1 ottobre 2013 No Comment

In riferimento all’esito delle recenti elezioni per il parlamento federale in Germania del 24 settembre 2013 si pubblicano di seguito due articoli di due soci SISCALT: Gabriele D’Ottavio e Giovanni Bernardini .

I due articoli sono apparsi il 24 settembre 2013 sulla rivista «il Mulino» nella rubrica “Lettere internazionali”

 

Speciale Germania                      immagine                                               

Berlino, 24/09/2013                                     

Gabriele D’Ottavio, 24 settembre 2013

Il voto in Germania.

Gli elettori tedeschi affidano per la terza volta consecutiva il compito di guidare il paese ad Angela Merkel, un leader anti-carismatico, premiano – sia pure in misura significativamente diversa – i due grandi partiti popolari a discapito delle formazioni minori ed esprimono, di fatto, la loro preferenza per un governo di Grande coalizione. Insomma, tutto il contrario di ciò che è avvenuto in Italia nel febbraio scorso, dove i due grandi partiti sono stati sanzionati a vantaggio del «Partito di Grillo» e dell’ingovernabilità.

Più nel dettaglio, la Cdu/Csu trionfa con il 41,8% dei consensi (ca. 3,5 milioni di voti in più rispetto al 2009), mancando per una manciata di seggi la maggioranza assoluta al Bundestag, mentre la Spd, con il 25,7% delle preferenze (ca. 1,2 milioni di voti in più rispetto al 2009), migliora di 2,7 punti percentuali il risultato che aveva ottenuto nella precedente tornata elettorale (il peggiore di sempre). Perdono consensi invece i postcomunisti della Linke e i Verdi (questi ultimi ca. un milione di voti in meno), i quali scendono entrambi sotto un risultato a due cifre (rispettivamente 8,6% e 8,4%), mentre la Fdp (4,8%), dopo che nel 2009 aveva ottenuto il suo miglior risultato di sempre (14,6%), rimane per la prima volta fuori dal parlamento (ca. 4,3 milioni di voti in meno), così come l’Alternative für Deutschland (4,7%) e il Partito dei pirati (2,2%).

■ **Righe disponibili**
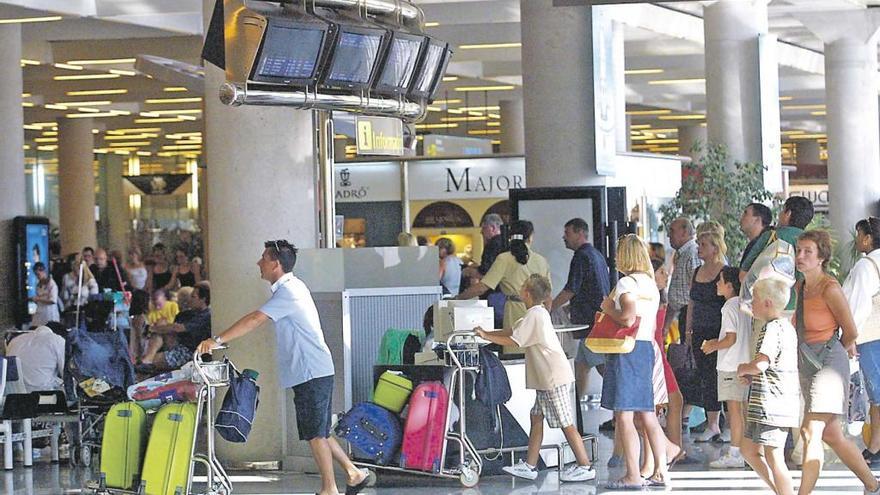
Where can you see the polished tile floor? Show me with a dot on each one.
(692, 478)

* * *

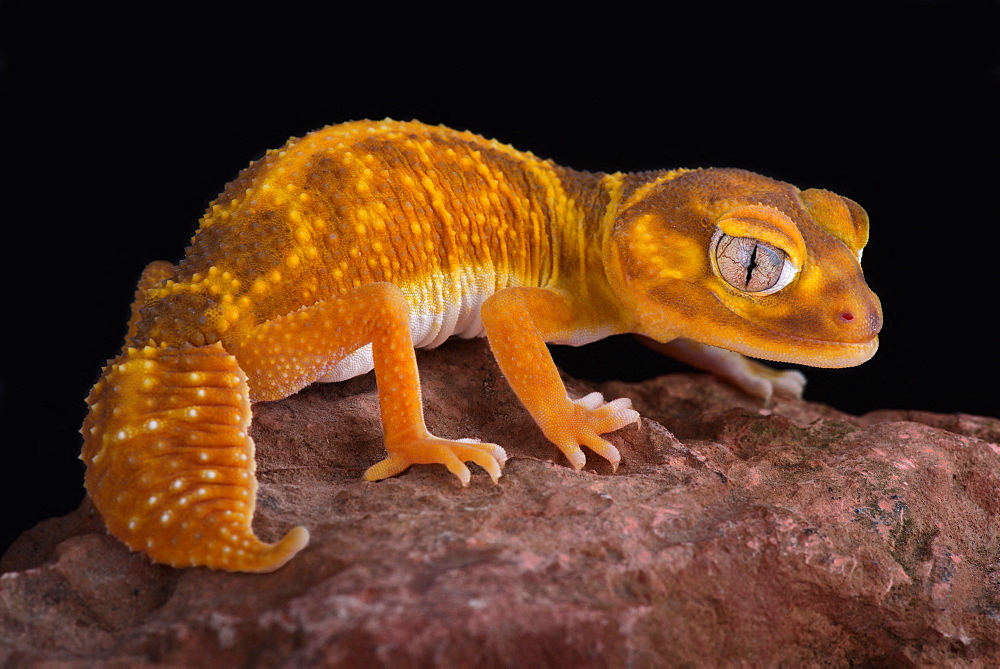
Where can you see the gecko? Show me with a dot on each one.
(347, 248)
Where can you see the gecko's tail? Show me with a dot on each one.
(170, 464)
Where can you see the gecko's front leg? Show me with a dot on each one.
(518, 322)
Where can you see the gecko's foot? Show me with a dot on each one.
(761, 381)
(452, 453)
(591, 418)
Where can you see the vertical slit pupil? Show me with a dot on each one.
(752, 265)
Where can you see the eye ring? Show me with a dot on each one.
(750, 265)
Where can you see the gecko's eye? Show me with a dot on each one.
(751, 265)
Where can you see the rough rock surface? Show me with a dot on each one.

---

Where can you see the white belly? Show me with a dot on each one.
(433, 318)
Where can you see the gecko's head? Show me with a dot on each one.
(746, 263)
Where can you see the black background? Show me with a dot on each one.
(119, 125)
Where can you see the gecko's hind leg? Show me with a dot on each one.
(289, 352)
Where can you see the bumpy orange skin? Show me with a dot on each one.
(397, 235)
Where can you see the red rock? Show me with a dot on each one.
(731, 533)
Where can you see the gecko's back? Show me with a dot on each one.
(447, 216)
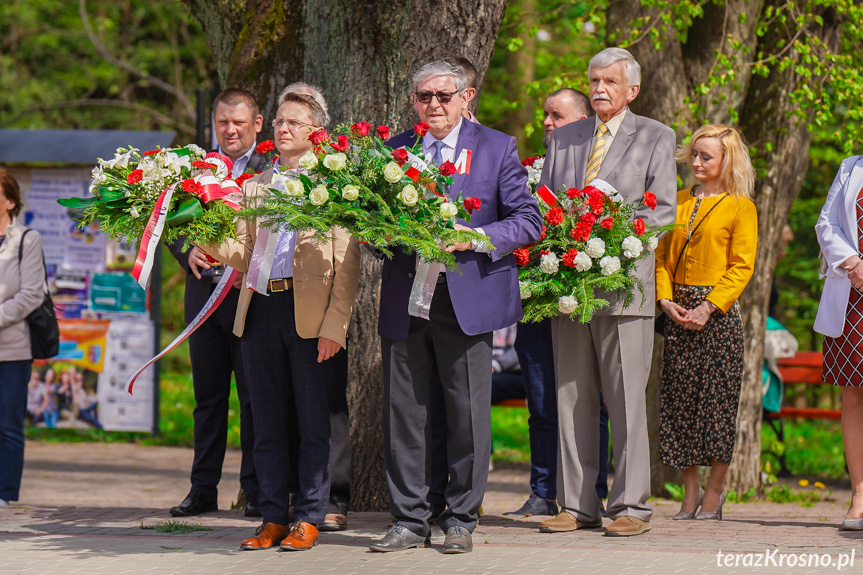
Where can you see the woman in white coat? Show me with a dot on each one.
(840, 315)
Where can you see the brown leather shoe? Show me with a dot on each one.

■ **Compiti da svolgere**
[a] Riporta fedelmente il passo dell'articolo sul voto in Germania che va da "Più nel dettaglio, la" fino a "dei pirati (2,2%).".
[b] Tra le righe disponibili, riscrivi quelle dalla riga che contiene "Where can you see the gecko's eye?" fino a quella che contiene "Where can you see the rough", mettendo "smooth" al posto di "rough" e lasciando invariato tutto il resto.

■ **Risposte in ordine**
[a]
Più nel dettaglio, la Cdu/Csu trionfa con il 41,8% dei consensi (ca. 3,5 milioni di voti in più rispetto al 2009), mancando per una manciata di seggi la maggioranza assoluta al Bundestag, mentre la Spd, con il 25,7% delle preferenze (ca. 1,2 milioni di voti in più rispetto al 2009), migliora di 2,7 punti percentuali il risultato che aveva ottenuto nella precedente tornata elettorale (il peggiore di sempre). Perdono consensi invece i postcomunisti della Linke e i Verdi (questi ultimi ca. un milione di voti in meno), i quali scendono entrambi sotto un risultato a due cifre (rispettivamente 8,6% e 8,4%), mentre la Fdp (4,8%), dopo che nel 2009 aveva ottenuto il suo miglior risultato di sempre (14,6%), rimane per la prima volta fuori dal parlamento (ca. 4,3 milioni di voti in meno), così come l’Alternative für Deutschland (4,7%) e il Partito dei pirati (2,2%).

[b]
Where can you see the gecko's eye? Show me with a dot on each one.
(751, 265)
Where can you see the smooth rock surface? Show me with a dot on each one.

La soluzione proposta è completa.